DESCRIPTION OF THE TASK: Please reproduce verbatim the records from the line containing "of the beach" through the end of the records, both ends included, and leave the pictures out of your answer.

Image object location records:
════════
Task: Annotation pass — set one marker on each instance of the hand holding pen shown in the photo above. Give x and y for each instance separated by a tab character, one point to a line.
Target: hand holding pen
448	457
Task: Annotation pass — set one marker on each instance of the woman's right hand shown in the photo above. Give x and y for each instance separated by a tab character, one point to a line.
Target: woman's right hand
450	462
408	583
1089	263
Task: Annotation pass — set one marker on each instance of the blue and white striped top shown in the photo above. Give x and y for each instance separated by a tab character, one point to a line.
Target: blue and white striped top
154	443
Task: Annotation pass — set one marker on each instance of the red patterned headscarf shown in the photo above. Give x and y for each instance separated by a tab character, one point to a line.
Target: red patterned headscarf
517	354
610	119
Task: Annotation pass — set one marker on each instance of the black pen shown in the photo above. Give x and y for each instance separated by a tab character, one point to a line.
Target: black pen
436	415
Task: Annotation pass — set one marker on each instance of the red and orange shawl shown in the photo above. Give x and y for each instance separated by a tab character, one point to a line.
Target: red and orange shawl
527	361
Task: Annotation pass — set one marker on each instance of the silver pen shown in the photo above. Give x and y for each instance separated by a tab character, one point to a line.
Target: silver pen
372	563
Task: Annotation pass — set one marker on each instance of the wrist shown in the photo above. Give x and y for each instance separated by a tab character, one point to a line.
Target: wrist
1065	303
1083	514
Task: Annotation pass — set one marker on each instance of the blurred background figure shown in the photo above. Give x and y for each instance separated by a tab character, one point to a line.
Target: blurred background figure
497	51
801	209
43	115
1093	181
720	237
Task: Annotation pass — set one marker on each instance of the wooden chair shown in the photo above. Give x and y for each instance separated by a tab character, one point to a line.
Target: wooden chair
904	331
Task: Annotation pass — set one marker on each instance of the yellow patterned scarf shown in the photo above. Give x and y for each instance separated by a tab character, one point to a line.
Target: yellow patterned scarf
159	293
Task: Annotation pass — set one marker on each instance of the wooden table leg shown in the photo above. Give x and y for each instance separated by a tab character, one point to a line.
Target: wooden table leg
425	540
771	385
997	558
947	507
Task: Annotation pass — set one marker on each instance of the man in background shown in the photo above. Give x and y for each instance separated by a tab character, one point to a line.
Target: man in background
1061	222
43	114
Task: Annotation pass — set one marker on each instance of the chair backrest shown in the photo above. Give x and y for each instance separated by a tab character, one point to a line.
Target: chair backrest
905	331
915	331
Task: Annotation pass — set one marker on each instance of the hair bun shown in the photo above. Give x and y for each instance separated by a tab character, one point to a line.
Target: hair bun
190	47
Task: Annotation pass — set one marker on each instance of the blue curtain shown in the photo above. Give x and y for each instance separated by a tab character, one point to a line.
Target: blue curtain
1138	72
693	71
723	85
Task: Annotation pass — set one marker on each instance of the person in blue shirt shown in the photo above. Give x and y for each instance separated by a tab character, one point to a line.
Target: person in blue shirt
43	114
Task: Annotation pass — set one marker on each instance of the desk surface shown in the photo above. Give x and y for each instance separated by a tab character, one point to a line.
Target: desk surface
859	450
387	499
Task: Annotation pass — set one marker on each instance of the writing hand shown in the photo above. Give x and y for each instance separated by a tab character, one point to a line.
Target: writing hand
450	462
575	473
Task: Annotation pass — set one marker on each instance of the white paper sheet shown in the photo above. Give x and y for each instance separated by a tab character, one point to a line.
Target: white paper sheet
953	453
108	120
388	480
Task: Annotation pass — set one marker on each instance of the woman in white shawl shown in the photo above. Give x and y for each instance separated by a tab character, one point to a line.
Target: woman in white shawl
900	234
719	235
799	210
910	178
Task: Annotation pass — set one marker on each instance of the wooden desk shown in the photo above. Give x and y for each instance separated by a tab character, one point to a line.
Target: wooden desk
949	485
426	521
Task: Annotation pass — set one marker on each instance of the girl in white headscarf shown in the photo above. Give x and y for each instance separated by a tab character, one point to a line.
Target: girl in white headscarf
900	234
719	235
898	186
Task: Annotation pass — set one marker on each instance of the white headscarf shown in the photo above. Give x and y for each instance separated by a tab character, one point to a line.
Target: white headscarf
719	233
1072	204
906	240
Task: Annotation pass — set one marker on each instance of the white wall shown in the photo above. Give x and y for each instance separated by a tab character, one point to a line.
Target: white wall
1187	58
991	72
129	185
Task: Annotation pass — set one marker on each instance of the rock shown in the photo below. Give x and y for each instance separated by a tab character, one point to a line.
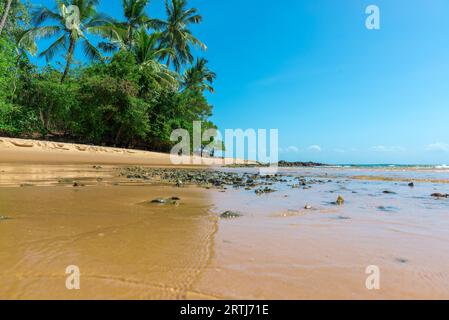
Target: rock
159	201
401	260
230	215
264	191
440	195
340	201
172	200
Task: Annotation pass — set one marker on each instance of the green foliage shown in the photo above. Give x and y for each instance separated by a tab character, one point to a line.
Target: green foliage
130	99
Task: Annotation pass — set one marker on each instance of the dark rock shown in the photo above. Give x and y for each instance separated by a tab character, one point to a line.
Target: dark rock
340	201
230	215
440	195
401	260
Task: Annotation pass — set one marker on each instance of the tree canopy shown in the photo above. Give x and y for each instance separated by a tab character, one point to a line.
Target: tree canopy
139	83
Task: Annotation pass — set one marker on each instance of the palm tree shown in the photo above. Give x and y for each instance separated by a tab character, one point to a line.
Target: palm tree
121	34
176	35
5	15
199	77
147	51
73	20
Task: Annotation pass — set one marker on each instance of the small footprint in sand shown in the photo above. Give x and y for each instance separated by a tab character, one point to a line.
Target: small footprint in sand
22	144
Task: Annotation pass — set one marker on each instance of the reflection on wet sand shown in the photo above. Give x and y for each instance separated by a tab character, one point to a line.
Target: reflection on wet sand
294	243
123	249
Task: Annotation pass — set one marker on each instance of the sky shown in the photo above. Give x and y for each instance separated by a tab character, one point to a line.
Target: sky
336	91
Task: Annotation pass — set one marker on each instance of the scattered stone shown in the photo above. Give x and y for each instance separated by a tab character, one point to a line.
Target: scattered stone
401	260
230	215
264	191
440	195
387	209
340	201
172	200
26	185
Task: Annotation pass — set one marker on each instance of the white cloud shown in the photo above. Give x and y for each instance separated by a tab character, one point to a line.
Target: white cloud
387	149
315	148
438	147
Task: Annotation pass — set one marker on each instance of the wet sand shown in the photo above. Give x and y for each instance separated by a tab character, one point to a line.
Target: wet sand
129	249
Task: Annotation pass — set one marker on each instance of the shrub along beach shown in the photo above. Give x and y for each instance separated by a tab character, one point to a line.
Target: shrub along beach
88	104
139	82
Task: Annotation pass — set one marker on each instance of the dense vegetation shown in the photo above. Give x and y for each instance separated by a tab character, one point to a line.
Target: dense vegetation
140	83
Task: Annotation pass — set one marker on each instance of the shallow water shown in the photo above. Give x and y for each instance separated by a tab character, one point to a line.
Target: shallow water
277	250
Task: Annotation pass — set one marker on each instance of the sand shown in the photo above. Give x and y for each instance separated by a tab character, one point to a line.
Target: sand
127	248
47	152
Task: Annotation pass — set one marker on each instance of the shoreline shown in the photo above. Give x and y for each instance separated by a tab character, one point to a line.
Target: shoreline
223	233
47	152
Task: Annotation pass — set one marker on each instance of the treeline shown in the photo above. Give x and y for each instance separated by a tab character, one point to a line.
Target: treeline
140	84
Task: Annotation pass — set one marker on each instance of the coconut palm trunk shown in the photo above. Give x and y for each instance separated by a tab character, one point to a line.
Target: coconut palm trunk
5	16
69	59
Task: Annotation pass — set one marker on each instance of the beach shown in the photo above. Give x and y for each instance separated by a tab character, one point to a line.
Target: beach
136	233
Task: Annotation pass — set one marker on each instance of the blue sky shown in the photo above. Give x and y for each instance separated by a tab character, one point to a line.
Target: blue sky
337	92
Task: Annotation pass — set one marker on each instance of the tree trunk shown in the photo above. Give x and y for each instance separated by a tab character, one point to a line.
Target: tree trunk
5	15
69	59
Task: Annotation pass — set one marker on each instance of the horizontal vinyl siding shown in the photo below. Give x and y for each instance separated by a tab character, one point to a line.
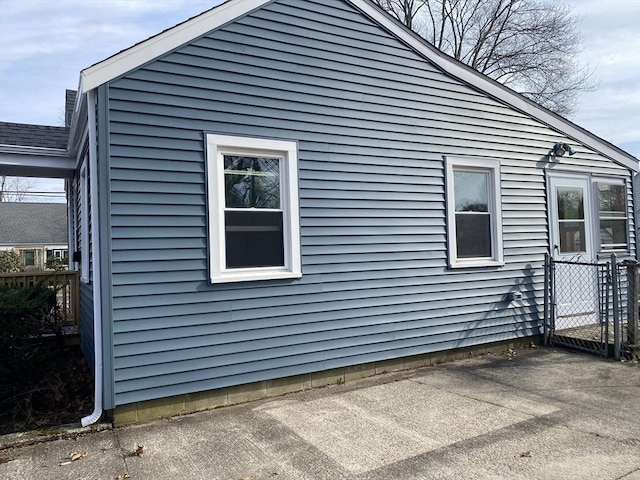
════════
THE RESULT:
Task: Annotation pass — set one marker on each instance of the beach shown in the photo above. Give x and y for each instance separated by a tab character, one point to a line.
Target: beach
136	233
Task: Annotation pass — set one marker on each instance of the blue sky shown in the photo above. Give x and y for each instance separated by a tab character, one point to a line.
Target: blue sky
337	92
Task: Annotation pass — set one marker on each instance of the tree trunk shown in the photo above. Give x and y for each instance separated by a tab character, one point to a line.
Target: tree trunk
5	15
69	59
Task: Annotation pass — set one marker on each instance of the horizontal vinyl siding shown in the photo below. Give x and y for each instance separated by a tab character, one point to a line.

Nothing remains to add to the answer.